··· Page text
8. Comparing means: assumptions and transformations Flashcards

Question 1

Q

what are the assumptions of of statistical interference from a normal distribution

Answer

A

Data are sampled at random
■ for response variables conditioned on explanatory variables

Samples are independent.

The difference between observations and predictions are normally distributed.

The mean and variance of errors are independent of the explanatory variable(s).

One source of unmeasured random variance.

Variance among groups is equal
■ and if not, then you use an adjustment

Question 2

Q

what methods can you use when your response variable does not have a
normal distribution

Answer

A

First check how much it deviates from normality.
- use a normal quantile plot
- and a Shapiros-Wilk’s test

Then you can either:

ignore the violations of the assumptions
transform the data
use a non-parametric method
use a permutation test

Question 3

Q

What does a Shapiros-Wilk’s test do?
······
Brief 1 ▸ Please reproduce, word for word, the rows from the line containing "of the clear" up to and including the final line of the rows.
The flashcards and the rows come from unrelated sources.
··· Task data
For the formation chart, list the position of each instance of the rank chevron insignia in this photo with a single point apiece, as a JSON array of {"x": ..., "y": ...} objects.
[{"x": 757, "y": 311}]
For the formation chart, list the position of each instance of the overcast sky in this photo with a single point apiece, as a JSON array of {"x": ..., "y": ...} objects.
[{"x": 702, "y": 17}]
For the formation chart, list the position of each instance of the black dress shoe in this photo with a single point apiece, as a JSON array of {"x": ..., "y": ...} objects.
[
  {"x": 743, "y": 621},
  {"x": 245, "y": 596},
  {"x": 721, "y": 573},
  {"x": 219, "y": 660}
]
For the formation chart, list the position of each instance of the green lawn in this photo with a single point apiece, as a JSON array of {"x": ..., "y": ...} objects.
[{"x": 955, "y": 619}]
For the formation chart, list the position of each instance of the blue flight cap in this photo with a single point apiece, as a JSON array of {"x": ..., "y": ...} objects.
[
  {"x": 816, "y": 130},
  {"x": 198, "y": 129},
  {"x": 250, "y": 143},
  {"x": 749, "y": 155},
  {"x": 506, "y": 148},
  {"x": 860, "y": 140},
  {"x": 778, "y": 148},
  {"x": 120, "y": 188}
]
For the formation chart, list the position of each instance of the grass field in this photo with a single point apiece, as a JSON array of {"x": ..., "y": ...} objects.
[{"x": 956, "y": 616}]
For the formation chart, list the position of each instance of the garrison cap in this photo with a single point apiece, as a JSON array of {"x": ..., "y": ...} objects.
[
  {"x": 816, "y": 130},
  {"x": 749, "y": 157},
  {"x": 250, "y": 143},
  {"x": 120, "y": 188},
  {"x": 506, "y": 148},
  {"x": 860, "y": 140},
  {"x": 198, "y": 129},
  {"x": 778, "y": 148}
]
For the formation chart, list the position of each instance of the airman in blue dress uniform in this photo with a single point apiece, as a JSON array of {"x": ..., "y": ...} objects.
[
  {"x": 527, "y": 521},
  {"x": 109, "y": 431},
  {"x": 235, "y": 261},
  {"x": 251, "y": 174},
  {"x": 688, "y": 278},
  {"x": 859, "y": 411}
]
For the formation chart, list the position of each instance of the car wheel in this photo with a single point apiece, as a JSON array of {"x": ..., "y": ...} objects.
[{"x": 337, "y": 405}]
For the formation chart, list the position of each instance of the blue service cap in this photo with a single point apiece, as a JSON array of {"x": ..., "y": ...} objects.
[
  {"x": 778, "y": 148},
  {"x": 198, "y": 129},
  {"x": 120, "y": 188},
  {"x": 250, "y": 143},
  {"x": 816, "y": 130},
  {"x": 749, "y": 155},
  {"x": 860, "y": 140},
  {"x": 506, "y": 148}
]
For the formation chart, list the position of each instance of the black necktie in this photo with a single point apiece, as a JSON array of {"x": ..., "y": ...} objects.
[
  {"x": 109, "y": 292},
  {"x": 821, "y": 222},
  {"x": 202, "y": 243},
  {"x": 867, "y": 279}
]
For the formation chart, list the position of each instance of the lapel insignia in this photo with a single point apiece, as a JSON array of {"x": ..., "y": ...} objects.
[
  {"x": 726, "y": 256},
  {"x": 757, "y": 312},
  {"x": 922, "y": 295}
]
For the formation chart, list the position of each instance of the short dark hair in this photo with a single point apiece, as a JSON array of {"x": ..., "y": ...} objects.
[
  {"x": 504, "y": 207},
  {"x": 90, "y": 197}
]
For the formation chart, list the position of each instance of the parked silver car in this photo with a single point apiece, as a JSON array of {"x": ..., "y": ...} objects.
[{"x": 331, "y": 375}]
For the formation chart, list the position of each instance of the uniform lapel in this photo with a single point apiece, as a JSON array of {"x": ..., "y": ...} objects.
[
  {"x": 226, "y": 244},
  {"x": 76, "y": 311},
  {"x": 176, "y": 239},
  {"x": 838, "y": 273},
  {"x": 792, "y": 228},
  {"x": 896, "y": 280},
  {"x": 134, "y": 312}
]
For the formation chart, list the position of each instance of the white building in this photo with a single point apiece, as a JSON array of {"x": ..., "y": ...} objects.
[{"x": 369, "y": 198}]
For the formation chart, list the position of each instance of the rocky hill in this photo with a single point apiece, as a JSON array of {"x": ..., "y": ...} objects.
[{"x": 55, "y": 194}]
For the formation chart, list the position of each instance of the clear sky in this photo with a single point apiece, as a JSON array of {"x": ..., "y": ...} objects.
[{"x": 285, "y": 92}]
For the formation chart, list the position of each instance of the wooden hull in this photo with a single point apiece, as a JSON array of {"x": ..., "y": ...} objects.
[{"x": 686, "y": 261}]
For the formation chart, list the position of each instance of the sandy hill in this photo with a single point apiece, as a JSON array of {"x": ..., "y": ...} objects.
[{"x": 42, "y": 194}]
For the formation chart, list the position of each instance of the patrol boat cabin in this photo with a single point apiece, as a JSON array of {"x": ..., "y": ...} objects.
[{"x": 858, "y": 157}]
······
Brief 2 ▸ According to the flashcards on comparing means, why would you use a normal quantile plot and a Shapiros-Wilk’s test when your response variable does not have a normal distribution?

Exercise response 1 ▸
For the formation chart, list the position of each instance of the clear sky in this photo with a single point apiece, as a JSON array of {"x": ..., "y": ...} objects.
[{"x": 285, "y": 92}]
For the formation chart, list the position of each instance of the wooden hull in this photo with a single point apiece, as a JSON array of {"x": ..., "y": ...} objects.
[{"x": 686, "y": 261}]
For the formation chart, list the position of each instance of the sandy hill in this photo with a single point apiece, as a JSON array of {"x": ..., "y": ...} objects.
[{"x": 42, "y": 194}]
For the formation chart, list the position of each instance of the patrol boat cabin in this photo with a single point apiece, as a JSON array of {"x": ..., "y": ...} objects.
[{"x": 858, "y": 157}]

Exercise response 2 ▸ They are used first to check how much the data deviate from normality. After that check, you can ignore the violations of the assumptions, transform the data, use a non-parametric method, or use a permutation test.